## Aufgaben
1. Beantworten Sie anhand des Textes über Dampfleitungen für Schiffe die folgenden Fragen:
(a) In welche drei Leitungen gliedern sich Dampfleitungen für Schiffe?
(b) An welcher Stelle sind die Gruppenventilkasten befestigt?
(c) Welche beiden Maschinen sind wegen der ungleichmäßigen Dampfentnahme direkt an die Hauptdampfrohrleitung angeschlossen?
2. Nehmen Sie den Text über Dampfleitungen für Schiffe wieder auf und schreiben Sie ihn nach seinem letzten Satz weiter.

## Ausgangstext
⟨
Dampfleitungen für Schiffe

[594] Dampfleitungen für Schiffe gliedern sich in die Hauptdampfrohrleitung, Hilfsdampfrohrleitung und Dampfabgangsrohrleitung.

Die Hauptdampfrohrleitung verbindet die Hauptdampfkessel mit den Hauptmaschinen. Bei mehreren Kessel- und Maschinengruppen wird die Hauptdampfrohrleitung so angeordnet, daß jede Kesselgruppe nach jeder Maschinengruppe Dampf liefern kann. Man erzielt hierdurch neben größerer Betriebssicherheit, namentlich bei Kriegsschiffen, kleinere Rohrdurchmesser und Wandstärken. Die einzelnen Hauptdampfrohre münden mit besonderen Absperrventilen in einen oder mehrere Gruppenventilkasten, die am vorderen Maschinenraumschott befestigt sind und bei Vorhandensein eines Mittellängsschottes durch ein absperrbares Querrohr verbunden sind [3], [4]. Von dem Ventilkasten jedes Maschinenraumes geht das Hauptdampfrohr dann zum Wassersammler (Fig. 1) und zum Manövrier- bezw. Hauptabsperrventil. Letzteres wird meist als Doppelsitzventil ausgebildet und vielfach mit einer Drosselklappe (Fig. 2) verbunden, um bei schlechtem Wetter dem Durchgehen der Maschine vorzubeugen.

Die Hilfsdampfrohrleitung, die den Dampf von dem Hilfskessel bezw. den Hauptkesseln zu den Hilfsmaschinen leitet, ist innerhalb der Kesselräume meist als Ringleitung ausgebildet. Bei Vorhandensein mehrerer Hauptdampfrohrleitungen wird die Hilfsdampfrohrleitung vielfach vom Gruppenventilkasten in den vorderen Maschinenräumen abgezweigt oder man benutzt eines der Hauptdampfrohre mit als Hilfsdampfrohr, um im Hafen die Hilfsmaschinen mit Dampf versehen zu können, ohne den Gruppenventilkasten mit Dampf zu füllen. Mit Ausnahme der Rudermaschine und der Umsteuerungsmaschine der Hauptmaschine, die wegen der ungleichmäßigen Dampfentnahme direkt an die Hauptdampfrohrleitung angeschlossen sind, erhalten[594] sämtliche Hilfsmaschinen sowie die Dampfheizung den Dampf von der Hilfsdampfrohrleitung [3], [4]. Diese wird an den Hilfsmaschinen und an den Hauptabzweigungen mit Absperrventilen versehen.
⟩
## Verfügbare Daten
⟨
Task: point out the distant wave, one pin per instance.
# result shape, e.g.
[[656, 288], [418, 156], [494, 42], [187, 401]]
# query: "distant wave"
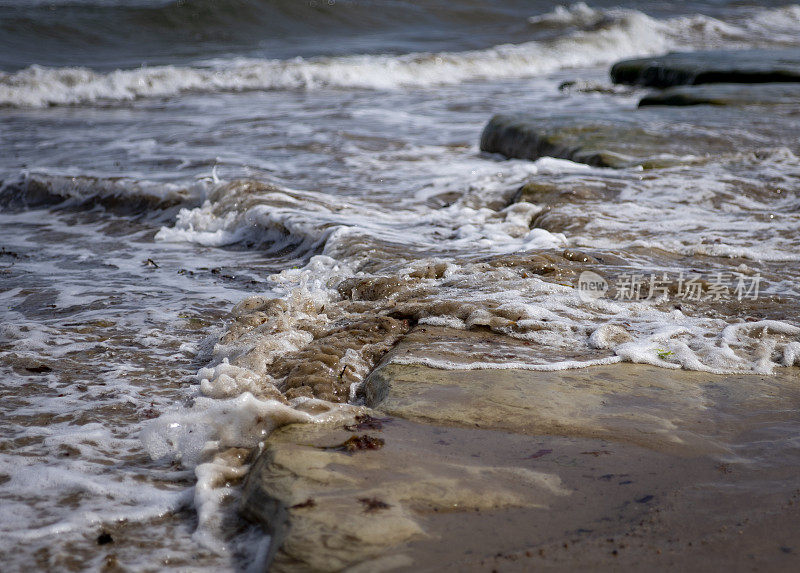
⟩
## Ergebnisse
1.
(a) Hauptdampfrohrleitung, Hilfsdampfrohrleitung und Dampfabgangsrohrleitung.
(b) Am vorderen Maschinenraumschott.
(c) Die Rudermaschine und die Umsteuerungsmaschine der Hauptmaschine.

2.
Die Dampfabgangsrohre gliedern sich gleichfalls in solche für Hauptmaschinen und solche für die Hilfsmaschinen. Die Hauptabgangsrohre von den ND-Zylindern zum Kondensator erhalten Absperrschieber, um im Hafen den Kondensator für die Hilfsmaschinen benutzen zu können. Die Hilfsdampfabgangsrohre führen den Abdampf der Hilfsmaschinen zu den Haupt- bezw. Hilfskondensatoren. Zu diesem Zweck werden die einzelnen Abdampfrohre zu Gruppen vereinigt und in die als Ringleitung angeordnete Hilfsabdampfleitung geführt, die durch Ventile mit den Kondensatoren sowie den Dampfabgangsrohren der Kessel verbunden werden kann. Die Dampfabgangsrohre der Dampfdynamos werden möglichst direkt zum Kondensator geleitet, um den gleichmäßigen Gang dieser Maschinen nicht durch den Abdampf andrer Hilfsmaschinen zu beeinträchtigen.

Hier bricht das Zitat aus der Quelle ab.